WHAT IS EXPECTED: Copy every line of the items below word for word, without changing anything.

MATERIALS PROVIDED:
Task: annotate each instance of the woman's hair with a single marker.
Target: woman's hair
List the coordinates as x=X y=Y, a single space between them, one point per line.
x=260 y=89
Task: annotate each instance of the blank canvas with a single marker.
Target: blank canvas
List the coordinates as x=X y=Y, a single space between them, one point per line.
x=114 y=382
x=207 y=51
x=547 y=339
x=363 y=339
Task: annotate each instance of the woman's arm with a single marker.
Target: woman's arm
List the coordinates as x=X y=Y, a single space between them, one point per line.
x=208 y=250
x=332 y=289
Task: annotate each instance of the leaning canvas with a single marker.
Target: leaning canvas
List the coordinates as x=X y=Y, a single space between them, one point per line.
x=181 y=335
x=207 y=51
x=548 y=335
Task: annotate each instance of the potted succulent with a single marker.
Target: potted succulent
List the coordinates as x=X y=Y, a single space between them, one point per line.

COMPLETE RESPONSE:
Task: annotate each instance of the woman's hair with a single marker.
Target: woman's hair
List the coordinates as x=X y=Y, a single space between them, one point per line.
x=260 y=89
Task: annotate each instance of the blank canvas with a single marker.
Target: blank canvas
List the coordinates as x=X y=Y, a single space between them, one point per line.
x=114 y=382
x=207 y=51
x=547 y=339
x=363 y=339
Task: annotate each instance of the woman's arm with a single marker.
Target: woman's arm
List the coordinates as x=X y=Y, a single space between them, one point per line.
x=208 y=250
x=332 y=289
Task: annotate each instance of the leaning canvas with a single marker.
Target: leaning canvas
List the coordinates as x=X y=Y, a single space between them, one point per line.
x=181 y=335
x=207 y=51
x=548 y=335
Task: annotate each instance of the potted succulent with a single marker.
Target: potted succulent
List the coordinates as x=X y=Y, a single space between them, one point per line.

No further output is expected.